• [Records for processing]:
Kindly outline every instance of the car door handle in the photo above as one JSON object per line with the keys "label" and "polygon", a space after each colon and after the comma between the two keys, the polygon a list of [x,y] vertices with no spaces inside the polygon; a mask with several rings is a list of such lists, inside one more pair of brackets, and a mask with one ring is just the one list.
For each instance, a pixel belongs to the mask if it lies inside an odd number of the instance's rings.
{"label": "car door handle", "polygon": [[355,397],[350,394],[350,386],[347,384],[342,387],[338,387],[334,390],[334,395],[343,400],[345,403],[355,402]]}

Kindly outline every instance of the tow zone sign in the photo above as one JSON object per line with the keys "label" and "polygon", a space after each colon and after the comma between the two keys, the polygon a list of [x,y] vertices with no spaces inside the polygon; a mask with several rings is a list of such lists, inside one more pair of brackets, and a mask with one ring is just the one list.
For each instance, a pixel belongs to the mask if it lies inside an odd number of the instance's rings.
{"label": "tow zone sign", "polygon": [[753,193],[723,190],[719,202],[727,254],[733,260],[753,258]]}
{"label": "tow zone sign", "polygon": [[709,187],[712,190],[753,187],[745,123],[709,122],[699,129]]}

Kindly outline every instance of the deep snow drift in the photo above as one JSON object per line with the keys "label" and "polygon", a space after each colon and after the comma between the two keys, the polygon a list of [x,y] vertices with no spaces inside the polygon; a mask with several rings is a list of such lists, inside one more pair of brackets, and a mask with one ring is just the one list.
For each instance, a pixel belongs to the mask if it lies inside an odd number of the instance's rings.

• [Stated problem]: Rewrite all of the records above, swapping "Kindly" for "Please" everywhere it appears and leaving everything else unchanged.

• [Output for this task]:
Please outline every instance of the car door handle in the photo above as one JSON object per line with the keys "label" and "polygon", a space after each colon and after the comma between the two keys, the polygon a list of [x,y] vertices with no spaces inside the polygon; a mask with several rings is a list of such lists, inside one more pair of brackets, and a mask with one ring is just the one list.
For each instance, a pixel belongs to the mask if it lies inside an odd number of the instance's rings.
{"label": "car door handle", "polygon": [[355,397],[350,394],[350,386],[347,384],[342,387],[338,387],[334,390],[334,395],[343,400],[345,403],[355,402]]}

Please outline every instance of the tow zone sign in the photo above as one JSON object per line with the keys "label" and "polygon", a space after each colon and after the comma between the two keys, the polygon a list of [x,y] vertices with no spaces inside the polygon; a mask with several rings is a list of such lists, inside one more pair of brackets, and a mask with one ring is just the one list.
For each instance, a pixel belongs to the mask if it lies inside an odd number of the instance's rings.
{"label": "tow zone sign", "polygon": [[753,193],[723,190],[719,202],[727,254],[733,260],[753,258]]}
{"label": "tow zone sign", "polygon": [[709,187],[712,190],[753,187],[745,123],[709,122],[699,129]]}

Please outline every instance of the deep snow drift in the photo above as one JSON object per line with the keys "label" and "polygon", a space after each colon and after the comma between the two keys, the polygon a list of [x,y] vertices with no spaces inside the polygon; a mask with several rings is a list of such lists, inside one more pair of brackets, and a mask with one ring is just the one list.
For each instance, a pixel belongs to the mask if it lies inside an odd number of the instance's rings.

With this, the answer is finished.